Point-per-instance localization data

╭──

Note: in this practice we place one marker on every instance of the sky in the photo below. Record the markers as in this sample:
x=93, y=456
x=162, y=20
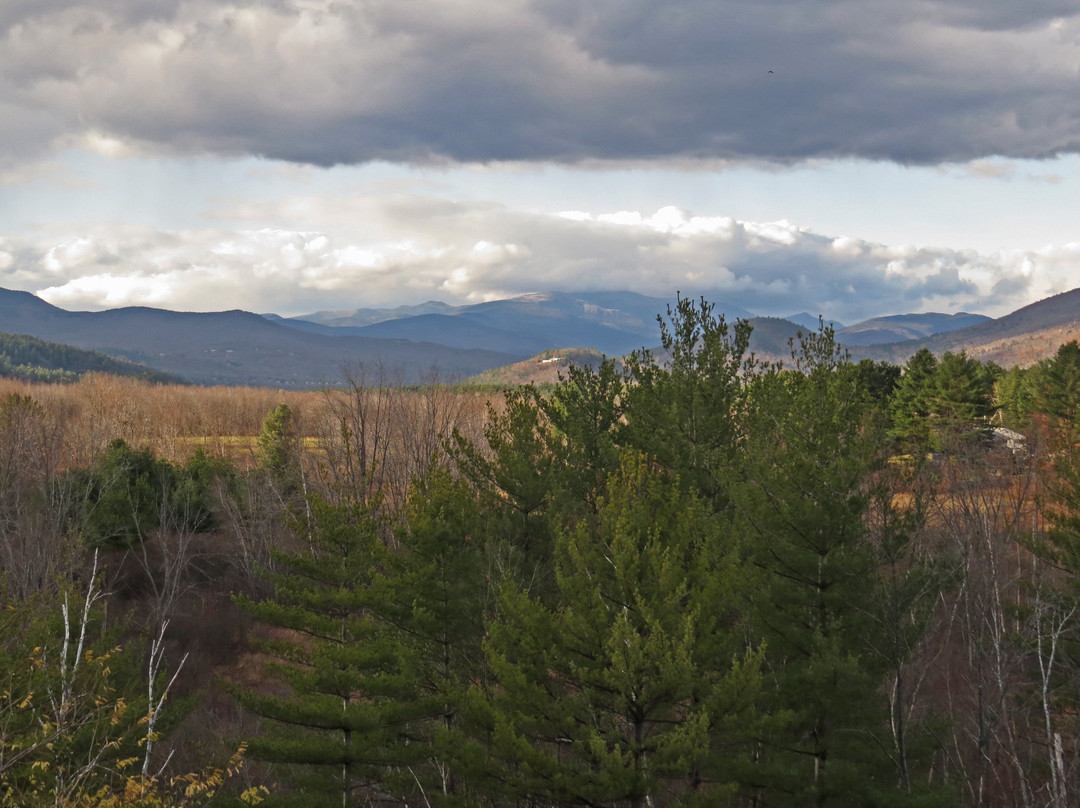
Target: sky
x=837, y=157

╰──
╭──

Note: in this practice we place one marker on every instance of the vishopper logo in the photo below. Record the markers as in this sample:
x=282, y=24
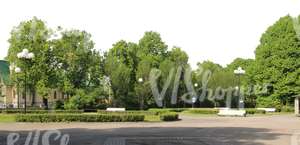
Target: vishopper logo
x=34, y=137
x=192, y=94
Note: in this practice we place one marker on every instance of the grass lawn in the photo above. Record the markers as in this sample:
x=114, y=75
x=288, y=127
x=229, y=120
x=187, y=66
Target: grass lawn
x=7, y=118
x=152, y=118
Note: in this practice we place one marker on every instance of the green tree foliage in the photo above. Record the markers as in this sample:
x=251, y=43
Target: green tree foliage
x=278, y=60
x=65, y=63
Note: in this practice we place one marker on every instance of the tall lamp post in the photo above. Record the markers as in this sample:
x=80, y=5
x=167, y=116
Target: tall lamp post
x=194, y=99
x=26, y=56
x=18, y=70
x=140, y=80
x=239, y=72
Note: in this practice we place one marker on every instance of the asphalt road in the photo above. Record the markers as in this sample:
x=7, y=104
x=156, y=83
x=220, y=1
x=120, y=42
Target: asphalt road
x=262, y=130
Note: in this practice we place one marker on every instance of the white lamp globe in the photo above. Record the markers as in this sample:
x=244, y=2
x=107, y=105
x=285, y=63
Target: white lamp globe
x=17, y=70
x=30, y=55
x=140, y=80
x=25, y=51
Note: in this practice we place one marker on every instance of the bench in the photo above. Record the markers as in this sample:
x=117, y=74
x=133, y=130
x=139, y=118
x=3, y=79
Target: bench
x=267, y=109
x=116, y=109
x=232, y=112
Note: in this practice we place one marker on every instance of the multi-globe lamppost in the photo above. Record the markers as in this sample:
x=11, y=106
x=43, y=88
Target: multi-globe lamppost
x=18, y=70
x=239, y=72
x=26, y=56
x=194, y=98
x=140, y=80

╰──

ACTION ITEM: Select every line of the records holding the string "below".

EXERCISE ANSWER:
Note: in this practice we place one marker on every instance of the sky in the photo below. Record the markers as in this sample:
Note: in this practice we place one marker on every instance of the vishopper logo in the photo below. Record the markers as in this sample:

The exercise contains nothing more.